Aim of the task:
Find the string "sample" in the records and copy each line where it occurs.

Saved entries:
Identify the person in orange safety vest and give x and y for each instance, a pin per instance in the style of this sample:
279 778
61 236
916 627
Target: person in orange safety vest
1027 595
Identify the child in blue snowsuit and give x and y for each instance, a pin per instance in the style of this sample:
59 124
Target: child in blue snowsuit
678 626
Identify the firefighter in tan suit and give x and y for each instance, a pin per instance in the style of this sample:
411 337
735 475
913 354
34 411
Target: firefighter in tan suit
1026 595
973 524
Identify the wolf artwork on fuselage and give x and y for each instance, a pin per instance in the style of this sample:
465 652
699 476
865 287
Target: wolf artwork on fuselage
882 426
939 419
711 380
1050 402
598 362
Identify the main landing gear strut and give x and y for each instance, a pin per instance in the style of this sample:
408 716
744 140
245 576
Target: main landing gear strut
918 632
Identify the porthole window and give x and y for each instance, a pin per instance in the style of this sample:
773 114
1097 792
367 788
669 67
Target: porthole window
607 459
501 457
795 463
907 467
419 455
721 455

...

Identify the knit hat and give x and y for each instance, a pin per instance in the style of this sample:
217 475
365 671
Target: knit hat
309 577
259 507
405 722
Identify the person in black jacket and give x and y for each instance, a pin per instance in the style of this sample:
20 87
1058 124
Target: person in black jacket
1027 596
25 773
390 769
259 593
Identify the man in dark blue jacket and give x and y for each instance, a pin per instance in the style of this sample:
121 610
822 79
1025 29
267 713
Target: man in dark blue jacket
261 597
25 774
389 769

Result:
Identify the person in orange safety vest and give x and y for each instance, a pin per instance in the style of this sample:
Identify the child in blue snowsuit and give x and y for each instance, a pin per instance in the style of this sample:
Identify the firefighter in tan suit and give x and y for each instance, a pin per instance in the style of this sample:
Identify the wolf artwork on fuselage and give x and y for each instance, a pin per instance in the style of this sample:
Identify the main landing gear strut and give x and y for each instance, a pin per instance in the style of this sample:
Identify the porthole window and give x and y for each instance, a pin per instance in the style of this sample:
Identify the knit hat and give x and y for each instance, a pin per instance in the style of this sample:
Identify the person in black jacket and give x and y for each instance, a pin per instance in the style of this sample:
Identify the man in dark blue jacket and give x and y for each instance, a pin per instance in the style of this sample:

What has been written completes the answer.